こうして、二つの宣誓の言葉のいずれかを選びながら、卒業生は一人ずつ宣言をするというわけだ。

DSCF7085.JPG

 先生がすむと、今度は、一人ずつ名前を呼ばれて、卒業証書に署名をする。無事署名が終わると、今度は、式を司る教授から、その卒業生の人となり、これからの計画などが披露される。
 


中学の時に、医学部に行こうと決意したときのこと、大学に入ってから印象を受けた授業、留学経験、ボランティア経験、進路への迷い、などなどが、時折ユーモアも交えて語られる。そして、卒業後、病院に勤めるもの、さらに研究を続ける予定のことなども紹介される。
アメリカで博士課程を取得してきた学生、初めは生物学をやっていたがのちに転学してきた子、「国境なき医師団」に参加することが人生の目的であるという女学生、老人医療に取り組みたいと考えている学生、両親の生まれ故郷スリナムで研修をして学んだという子、などなど、ここで一人一人が、どれほど個性のある選択として医学の道を歩み始めたのかが実に多様にうかがえるのである。


こうしてすべての学生の紹介が終わると、一人ひとりに、先の「宣誓文」と証書(ラテン語とオランダ語との両方で記載)とが手渡され、式は終了。15人ほどの学生のために、優に2時間は費やされていた。

その後、学生たちは、聴衆として会場にいた親族や家族から祝福の言葉を受けながら、ホールのカクテルパーティへ。ホールは、花束や祝辞で満たされ、カメラのシャーッターが切られ続ける。

半時間ほどして、学生たちは、三三五五に、らせん階段を上って2回の小部屋へと進む。この部屋は、ライデン大学の名物の一つで「汗かき部屋」といわれる部屋だ。この部屋は、その昔、博士号を無事授与される前に行われる最後の口答試験のための待合室だったもので、受験者は、どんな難しい質問をされることか、とひやひやしながら汗をかいて待っていたというのでこの名前がある。誰が始めたものかわからないが、合格した人が記念に自分の名を鉛筆で壁に書き残し、以来、卒業生が自分の名を書き残していく部屋となった。というわけで、ライデン大学の学生の落書き特権のある部屋だ。
床から天井まで隙間もなく書かれた名前の中には、オランダ王室のベアトリクス女王の名や、名誉博士号を授与されたネルソン・マンデラやウィンストン・チャーチルの名なども残っている。

http://www.leidenuniv.nl/nieuwsarchief2/1230.html

宣誓といい証書の授与といい、一人ひとりの個性を尊重して、卒業の儀式をしてくれるオランダの大学。工場生産物が出来上がったように、一斉に同じ服を着て、国旗を掲揚し、君が代を歌って、しかめっ面で証書を授与されても、社会に責任を持つ主体的な社会人は送り出せないと、改めて思う。大事なのは、そういうことではない。特に、グローバル社会に生きるグローバル市民の旅立ちとは、そんなものでは絶対にない。

**設問 A:**
上の本文抜粋を読み、次の問いに答えなさい。
(i) 式には何人ほどの学生のために、どれだけの時間が費やされたか。
(ii) 学生に手渡された証書は、何語と何語で記載されていたか。
(iii) 「汗かき部屋」の壁に名が残っている人物として、どのような名が挙げられているか。
**設問 B:**
上の本文抜粋のうち、「床から天井まで隙間もなく書か」から「の旅立ちとは、そんなものでは絶対にない。」までのすべてを、一字も変えずに書き写しなさい。

**提供資料:**

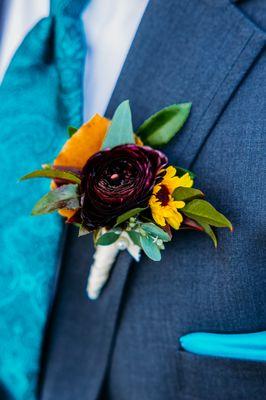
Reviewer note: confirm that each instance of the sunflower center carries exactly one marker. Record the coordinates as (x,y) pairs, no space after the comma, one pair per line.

**解答 A:**
(i) 15人ほどの学生のために、優に2時間が費やされた。
(ii) ラテン語とオランダ語。
(iii) オランダ王室のベアトリクス女王、名誉博士号を授与されたネルソン・マンデラとウィンストン・チャーチル。

**解答 B:**
床から天井まで隙間もなく書かれた名前の中には、オランダ王室のベアトリクス女王の名や、名誉博士号を授与されたネルソン・マンデラやウィンストン・チャーチルの名なども残っている。

http://www.leidenuniv.nl/nieuwsarchief2/1230.html

宣誓といい証書の授与といい、一人ひとりの個性を尊重して、卒業の儀式をしてくれるオランダの大学。工場生産物が出来上がったように、一斉に同じ服を着て、国旗を掲揚し、君が代を歌って、しかめっ面で証書を授与されても、社会に責任を持つ主体的な社会人は送り出せないと、改めて思う。大事なのは、そういうことではない。特に、グローバル社会に生きるグローバル市民の旅立ちとは、そんなものでは絶対にない。